Problem requirements:
Copy out, exactly as written, only the line containing "of the hair" and the lines after it through the end of the records.

§

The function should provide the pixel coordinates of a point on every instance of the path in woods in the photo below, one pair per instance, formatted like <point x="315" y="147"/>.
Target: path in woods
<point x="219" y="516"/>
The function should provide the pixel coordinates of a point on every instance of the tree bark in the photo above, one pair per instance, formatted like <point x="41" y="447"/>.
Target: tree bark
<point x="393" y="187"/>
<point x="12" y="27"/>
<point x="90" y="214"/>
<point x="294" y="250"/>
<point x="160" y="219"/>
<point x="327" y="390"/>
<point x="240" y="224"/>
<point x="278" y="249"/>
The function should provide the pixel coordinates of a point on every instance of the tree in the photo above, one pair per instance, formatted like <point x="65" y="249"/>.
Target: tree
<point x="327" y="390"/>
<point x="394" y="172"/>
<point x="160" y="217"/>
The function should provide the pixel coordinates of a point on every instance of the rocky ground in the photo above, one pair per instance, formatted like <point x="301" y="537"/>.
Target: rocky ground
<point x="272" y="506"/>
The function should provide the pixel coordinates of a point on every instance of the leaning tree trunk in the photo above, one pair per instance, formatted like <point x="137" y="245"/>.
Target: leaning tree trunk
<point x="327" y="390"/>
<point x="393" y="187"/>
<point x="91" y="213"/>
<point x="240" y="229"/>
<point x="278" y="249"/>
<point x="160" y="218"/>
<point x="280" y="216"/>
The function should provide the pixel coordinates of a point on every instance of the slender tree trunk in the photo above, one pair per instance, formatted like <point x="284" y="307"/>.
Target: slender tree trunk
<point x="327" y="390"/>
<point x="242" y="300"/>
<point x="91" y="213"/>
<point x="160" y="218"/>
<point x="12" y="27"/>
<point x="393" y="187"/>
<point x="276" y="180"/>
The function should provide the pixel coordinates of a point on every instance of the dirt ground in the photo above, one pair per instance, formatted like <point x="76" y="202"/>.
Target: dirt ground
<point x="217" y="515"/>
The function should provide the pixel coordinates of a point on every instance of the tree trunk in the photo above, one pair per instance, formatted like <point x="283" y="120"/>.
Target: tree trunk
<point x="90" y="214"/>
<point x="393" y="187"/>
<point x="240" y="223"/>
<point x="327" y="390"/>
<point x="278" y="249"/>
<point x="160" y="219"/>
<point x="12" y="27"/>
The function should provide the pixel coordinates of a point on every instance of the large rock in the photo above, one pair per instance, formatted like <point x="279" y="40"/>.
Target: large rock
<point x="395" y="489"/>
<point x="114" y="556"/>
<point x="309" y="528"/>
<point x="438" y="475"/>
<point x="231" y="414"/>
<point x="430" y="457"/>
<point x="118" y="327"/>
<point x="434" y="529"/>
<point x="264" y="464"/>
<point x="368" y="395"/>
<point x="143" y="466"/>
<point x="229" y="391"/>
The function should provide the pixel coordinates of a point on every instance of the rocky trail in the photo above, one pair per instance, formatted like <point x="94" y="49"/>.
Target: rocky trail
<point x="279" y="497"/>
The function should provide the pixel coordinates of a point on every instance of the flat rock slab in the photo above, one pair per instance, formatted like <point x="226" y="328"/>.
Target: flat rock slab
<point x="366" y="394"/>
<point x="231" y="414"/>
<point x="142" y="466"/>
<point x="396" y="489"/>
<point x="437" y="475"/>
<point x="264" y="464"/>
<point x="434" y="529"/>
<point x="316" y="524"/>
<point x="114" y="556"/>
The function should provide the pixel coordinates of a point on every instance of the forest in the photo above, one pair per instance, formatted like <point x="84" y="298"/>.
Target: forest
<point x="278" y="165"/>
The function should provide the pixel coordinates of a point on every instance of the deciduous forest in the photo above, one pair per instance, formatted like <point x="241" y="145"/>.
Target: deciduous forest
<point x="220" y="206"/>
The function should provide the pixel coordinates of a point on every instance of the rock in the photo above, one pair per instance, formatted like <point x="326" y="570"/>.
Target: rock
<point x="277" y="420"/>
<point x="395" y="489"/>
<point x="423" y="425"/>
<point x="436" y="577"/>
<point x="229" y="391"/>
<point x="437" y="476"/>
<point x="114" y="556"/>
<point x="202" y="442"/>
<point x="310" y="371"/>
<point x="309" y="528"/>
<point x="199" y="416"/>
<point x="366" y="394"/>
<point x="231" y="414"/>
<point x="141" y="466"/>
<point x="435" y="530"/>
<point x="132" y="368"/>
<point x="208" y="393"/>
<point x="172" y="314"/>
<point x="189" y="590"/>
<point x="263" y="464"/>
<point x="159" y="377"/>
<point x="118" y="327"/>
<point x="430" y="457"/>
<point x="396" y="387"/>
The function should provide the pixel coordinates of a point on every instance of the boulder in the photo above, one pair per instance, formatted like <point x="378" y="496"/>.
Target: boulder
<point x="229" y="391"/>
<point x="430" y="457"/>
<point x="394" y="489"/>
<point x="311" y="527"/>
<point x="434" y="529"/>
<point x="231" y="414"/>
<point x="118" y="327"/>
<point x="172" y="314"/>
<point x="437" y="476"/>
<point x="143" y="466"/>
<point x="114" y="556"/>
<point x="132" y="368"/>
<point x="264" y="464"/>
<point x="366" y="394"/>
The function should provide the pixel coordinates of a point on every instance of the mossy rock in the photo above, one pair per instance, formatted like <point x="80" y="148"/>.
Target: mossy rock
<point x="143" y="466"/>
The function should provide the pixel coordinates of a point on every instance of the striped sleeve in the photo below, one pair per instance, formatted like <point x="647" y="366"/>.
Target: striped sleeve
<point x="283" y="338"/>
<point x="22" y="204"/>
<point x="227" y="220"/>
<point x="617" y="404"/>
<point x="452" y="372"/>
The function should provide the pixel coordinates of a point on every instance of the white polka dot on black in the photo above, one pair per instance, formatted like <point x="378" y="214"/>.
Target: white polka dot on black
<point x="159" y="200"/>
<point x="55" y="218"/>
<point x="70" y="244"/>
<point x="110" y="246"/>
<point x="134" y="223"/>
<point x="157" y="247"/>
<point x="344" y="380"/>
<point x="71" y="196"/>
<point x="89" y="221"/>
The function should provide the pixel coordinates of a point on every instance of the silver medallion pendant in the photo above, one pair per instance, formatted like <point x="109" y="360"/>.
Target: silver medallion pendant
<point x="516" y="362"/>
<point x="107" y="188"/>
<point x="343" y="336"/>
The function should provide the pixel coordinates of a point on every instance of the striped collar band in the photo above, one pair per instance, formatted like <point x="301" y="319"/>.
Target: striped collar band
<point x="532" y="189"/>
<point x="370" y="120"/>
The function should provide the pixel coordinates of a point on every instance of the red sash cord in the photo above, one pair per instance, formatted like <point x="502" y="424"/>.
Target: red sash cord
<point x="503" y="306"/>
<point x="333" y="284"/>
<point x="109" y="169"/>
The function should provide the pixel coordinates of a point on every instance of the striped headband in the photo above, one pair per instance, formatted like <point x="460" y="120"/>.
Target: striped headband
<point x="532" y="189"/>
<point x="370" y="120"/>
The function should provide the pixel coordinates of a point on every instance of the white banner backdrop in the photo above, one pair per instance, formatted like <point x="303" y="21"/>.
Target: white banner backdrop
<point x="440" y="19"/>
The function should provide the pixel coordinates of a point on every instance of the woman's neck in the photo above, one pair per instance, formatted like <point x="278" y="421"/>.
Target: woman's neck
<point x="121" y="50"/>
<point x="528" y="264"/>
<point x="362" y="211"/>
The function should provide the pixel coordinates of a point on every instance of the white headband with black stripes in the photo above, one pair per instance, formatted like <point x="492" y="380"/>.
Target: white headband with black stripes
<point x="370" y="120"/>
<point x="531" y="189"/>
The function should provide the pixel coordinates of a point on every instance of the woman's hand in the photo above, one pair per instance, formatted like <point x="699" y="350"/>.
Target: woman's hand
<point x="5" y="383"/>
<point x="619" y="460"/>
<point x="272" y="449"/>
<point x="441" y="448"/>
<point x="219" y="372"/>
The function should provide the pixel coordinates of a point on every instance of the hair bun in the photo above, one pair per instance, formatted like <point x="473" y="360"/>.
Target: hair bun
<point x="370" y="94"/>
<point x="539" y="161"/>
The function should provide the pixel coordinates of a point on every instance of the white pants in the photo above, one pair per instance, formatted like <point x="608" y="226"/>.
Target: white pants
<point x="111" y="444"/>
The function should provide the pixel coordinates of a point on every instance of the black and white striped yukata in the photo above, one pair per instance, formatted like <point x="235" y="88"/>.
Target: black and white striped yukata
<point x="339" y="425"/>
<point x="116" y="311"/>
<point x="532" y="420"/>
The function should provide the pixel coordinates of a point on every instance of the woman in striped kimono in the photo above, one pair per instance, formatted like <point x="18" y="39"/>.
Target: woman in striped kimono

§

Output:
The function should provide the pixel coordinates of a point on every instance of the hair bun in the photo above, one pair per instance, formatted like <point x="473" y="360"/>.
Target: hair bun
<point x="370" y="94"/>
<point x="539" y="161"/>
The function should provide the pixel coordinates of a point on every instance of the white pants in the photo above, one pair per instance, formatted like <point x="608" y="226"/>.
Target: white pants
<point x="111" y="444"/>
The function should provide the pixel coordinates of a point on every instance of the black and white striped yukata in the photo above, one pair per instance, formatted like <point x="235" y="88"/>.
Target: black and white striped yukata
<point x="339" y="425"/>
<point x="116" y="311"/>
<point x="532" y="420"/>
The function should provide the pixel coordinates of a point on every instance of the woman in striped kimono in the photo above, one pair per instance, formatted like <point x="18" y="39"/>.
Target: woman in striped kimono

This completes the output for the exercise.